Written problem:
Output, word for word, every line from the line with "Task: point to each instance of the stone block, a" through the final line of the data below.

_ _ _ _ _ _ _

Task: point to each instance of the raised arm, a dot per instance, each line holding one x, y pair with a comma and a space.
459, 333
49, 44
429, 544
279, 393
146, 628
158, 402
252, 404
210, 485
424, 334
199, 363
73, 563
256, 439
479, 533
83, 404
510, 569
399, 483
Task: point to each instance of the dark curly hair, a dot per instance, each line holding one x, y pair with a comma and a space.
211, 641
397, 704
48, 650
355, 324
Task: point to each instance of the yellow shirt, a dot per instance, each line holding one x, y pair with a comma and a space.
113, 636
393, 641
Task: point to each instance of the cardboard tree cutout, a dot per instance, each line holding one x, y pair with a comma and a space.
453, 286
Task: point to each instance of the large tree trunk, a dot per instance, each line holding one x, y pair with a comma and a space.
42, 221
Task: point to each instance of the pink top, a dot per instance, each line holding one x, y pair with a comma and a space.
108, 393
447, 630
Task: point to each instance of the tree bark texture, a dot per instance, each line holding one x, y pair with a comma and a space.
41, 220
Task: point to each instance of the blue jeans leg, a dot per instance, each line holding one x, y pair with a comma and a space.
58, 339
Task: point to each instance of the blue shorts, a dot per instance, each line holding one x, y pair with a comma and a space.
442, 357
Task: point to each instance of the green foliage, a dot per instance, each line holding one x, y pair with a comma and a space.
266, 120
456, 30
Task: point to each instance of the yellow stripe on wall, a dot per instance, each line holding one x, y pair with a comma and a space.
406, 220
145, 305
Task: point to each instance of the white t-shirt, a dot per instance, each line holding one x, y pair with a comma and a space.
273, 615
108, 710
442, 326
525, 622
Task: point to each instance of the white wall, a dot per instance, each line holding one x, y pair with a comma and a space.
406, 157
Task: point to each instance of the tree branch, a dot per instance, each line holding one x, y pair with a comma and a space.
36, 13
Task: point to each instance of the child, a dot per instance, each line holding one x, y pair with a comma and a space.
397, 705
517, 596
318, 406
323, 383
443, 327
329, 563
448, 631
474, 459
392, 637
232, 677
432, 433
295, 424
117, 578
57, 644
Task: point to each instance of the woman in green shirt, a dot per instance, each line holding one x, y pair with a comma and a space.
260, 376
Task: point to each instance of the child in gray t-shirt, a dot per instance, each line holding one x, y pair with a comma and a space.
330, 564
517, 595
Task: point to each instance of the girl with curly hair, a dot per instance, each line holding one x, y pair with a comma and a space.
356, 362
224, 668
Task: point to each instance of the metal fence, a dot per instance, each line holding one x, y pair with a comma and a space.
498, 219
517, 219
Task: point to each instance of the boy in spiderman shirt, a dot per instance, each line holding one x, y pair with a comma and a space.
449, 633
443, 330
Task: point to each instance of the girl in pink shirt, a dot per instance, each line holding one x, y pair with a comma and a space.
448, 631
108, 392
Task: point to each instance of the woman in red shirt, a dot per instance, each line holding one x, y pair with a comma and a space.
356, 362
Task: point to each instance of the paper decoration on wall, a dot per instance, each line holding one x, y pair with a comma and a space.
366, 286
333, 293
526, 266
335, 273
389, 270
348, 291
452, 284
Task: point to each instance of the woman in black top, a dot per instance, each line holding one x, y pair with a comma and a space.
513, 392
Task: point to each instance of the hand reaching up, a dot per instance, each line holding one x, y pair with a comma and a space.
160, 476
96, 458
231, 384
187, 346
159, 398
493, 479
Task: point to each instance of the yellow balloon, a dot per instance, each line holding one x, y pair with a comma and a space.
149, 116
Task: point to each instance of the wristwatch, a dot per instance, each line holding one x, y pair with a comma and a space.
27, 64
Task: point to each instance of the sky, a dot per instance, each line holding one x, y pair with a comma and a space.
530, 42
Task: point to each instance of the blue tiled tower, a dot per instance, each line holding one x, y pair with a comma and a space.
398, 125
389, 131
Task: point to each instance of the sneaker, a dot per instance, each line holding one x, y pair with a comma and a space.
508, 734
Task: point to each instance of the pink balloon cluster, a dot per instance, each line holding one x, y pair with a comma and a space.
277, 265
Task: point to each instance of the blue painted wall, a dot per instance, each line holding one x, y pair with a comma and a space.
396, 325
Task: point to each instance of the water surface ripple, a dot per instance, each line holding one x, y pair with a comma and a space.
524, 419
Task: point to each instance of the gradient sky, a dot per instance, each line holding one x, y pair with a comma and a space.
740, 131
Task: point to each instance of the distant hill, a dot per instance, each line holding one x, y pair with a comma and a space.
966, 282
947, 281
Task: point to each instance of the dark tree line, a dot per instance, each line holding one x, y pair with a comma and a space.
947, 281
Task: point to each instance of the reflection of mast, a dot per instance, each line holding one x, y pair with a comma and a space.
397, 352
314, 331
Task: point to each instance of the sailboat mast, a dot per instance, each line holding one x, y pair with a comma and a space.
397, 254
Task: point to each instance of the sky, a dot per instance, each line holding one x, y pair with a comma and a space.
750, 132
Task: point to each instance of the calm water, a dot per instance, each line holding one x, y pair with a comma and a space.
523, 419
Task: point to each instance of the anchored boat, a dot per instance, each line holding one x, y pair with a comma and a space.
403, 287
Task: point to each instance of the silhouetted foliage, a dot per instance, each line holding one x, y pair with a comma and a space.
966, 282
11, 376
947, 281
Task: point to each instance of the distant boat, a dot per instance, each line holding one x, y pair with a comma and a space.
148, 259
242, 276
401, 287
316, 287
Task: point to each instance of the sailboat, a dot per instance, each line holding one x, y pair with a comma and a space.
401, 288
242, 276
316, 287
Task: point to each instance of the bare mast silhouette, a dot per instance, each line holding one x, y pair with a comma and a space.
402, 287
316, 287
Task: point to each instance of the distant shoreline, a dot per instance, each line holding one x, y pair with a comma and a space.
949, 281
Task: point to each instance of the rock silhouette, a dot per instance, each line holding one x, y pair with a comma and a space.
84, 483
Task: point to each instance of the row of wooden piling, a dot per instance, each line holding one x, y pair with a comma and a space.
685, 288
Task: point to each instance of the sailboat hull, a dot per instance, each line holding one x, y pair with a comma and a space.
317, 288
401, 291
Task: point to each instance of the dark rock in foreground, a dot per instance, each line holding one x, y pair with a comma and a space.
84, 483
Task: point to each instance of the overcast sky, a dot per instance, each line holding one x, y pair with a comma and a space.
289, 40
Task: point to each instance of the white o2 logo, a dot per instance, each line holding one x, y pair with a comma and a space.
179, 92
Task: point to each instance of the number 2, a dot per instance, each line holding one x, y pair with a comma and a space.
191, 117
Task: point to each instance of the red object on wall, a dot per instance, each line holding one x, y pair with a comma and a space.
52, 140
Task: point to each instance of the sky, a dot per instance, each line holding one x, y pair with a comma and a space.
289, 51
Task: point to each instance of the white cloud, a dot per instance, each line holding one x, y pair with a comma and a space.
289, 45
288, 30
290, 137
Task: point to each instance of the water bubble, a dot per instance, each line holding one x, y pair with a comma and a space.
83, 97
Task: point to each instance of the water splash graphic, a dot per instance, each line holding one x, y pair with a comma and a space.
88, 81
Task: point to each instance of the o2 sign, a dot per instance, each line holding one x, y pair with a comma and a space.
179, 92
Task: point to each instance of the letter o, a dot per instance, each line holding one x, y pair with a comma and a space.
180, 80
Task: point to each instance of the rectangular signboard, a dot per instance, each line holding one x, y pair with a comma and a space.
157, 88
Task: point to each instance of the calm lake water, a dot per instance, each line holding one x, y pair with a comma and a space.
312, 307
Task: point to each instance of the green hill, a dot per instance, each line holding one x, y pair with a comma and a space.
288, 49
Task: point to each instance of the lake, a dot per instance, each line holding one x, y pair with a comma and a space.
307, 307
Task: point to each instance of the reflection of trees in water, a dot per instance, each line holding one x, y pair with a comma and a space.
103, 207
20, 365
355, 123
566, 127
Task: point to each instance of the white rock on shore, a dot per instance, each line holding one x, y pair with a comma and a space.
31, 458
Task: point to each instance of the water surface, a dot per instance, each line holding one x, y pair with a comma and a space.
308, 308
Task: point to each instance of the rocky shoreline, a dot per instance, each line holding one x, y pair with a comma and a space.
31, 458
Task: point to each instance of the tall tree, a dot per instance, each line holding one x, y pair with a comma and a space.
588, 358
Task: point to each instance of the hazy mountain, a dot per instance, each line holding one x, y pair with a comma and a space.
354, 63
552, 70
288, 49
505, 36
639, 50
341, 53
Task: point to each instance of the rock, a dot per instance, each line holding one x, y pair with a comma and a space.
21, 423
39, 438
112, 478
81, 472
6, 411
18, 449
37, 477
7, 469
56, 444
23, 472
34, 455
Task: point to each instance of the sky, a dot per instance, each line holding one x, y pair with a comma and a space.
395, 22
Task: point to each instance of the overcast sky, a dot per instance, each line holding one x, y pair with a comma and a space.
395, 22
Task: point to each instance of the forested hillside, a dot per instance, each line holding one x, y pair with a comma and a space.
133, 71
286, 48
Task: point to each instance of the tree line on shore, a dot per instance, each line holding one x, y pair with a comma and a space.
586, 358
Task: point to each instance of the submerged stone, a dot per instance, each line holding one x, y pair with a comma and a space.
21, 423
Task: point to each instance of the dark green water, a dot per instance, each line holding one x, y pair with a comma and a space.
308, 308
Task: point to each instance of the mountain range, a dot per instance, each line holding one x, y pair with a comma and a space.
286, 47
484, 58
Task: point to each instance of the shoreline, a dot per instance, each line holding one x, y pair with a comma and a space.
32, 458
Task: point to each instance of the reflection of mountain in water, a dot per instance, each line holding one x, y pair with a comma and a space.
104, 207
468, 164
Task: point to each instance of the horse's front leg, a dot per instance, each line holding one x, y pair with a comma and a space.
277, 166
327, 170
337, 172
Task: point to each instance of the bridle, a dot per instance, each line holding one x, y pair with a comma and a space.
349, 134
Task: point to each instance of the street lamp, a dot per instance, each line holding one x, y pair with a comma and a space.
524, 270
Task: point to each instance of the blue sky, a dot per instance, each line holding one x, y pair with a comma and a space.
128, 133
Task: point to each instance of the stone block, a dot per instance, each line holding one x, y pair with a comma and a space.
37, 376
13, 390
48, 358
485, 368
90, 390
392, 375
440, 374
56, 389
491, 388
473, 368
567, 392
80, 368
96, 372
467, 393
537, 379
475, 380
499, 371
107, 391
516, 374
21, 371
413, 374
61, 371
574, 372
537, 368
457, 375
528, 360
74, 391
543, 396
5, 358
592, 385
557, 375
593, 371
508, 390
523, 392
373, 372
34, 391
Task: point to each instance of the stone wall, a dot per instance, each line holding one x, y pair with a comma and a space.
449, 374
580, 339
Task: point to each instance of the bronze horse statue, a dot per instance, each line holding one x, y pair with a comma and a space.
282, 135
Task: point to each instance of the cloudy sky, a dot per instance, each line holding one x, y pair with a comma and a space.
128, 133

_ _ _ _ _ _ _

Task solution:
Task: point to each instance of the stone block, a dot per instance, each line holding one x, y pair with a comma and a space.
37, 376
13, 390
48, 358
485, 368
90, 390
392, 375
440, 374
56, 389
491, 388
473, 368
567, 392
80, 368
96, 372
467, 393
537, 379
475, 380
499, 371
107, 391
516, 374
21, 371
413, 374
61, 371
574, 372
537, 368
457, 375
528, 360
74, 391
543, 396
5, 358
592, 385
557, 375
593, 371
508, 390
523, 392
373, 372
34, 391
Task: point to each instance of the stone wall, a dot per instance, each line holding one x, y pair with a comma and a space.
449, 374
580, 339
Task: point to each instance of the bronze horse statue, a dot per instance, each line holding one x, y pair with a comma and a space.
282, 135
Task: point to each instance of the cloudy sky, a dot per instance, each line holding one x, y pair with a comma and a space.
128, 133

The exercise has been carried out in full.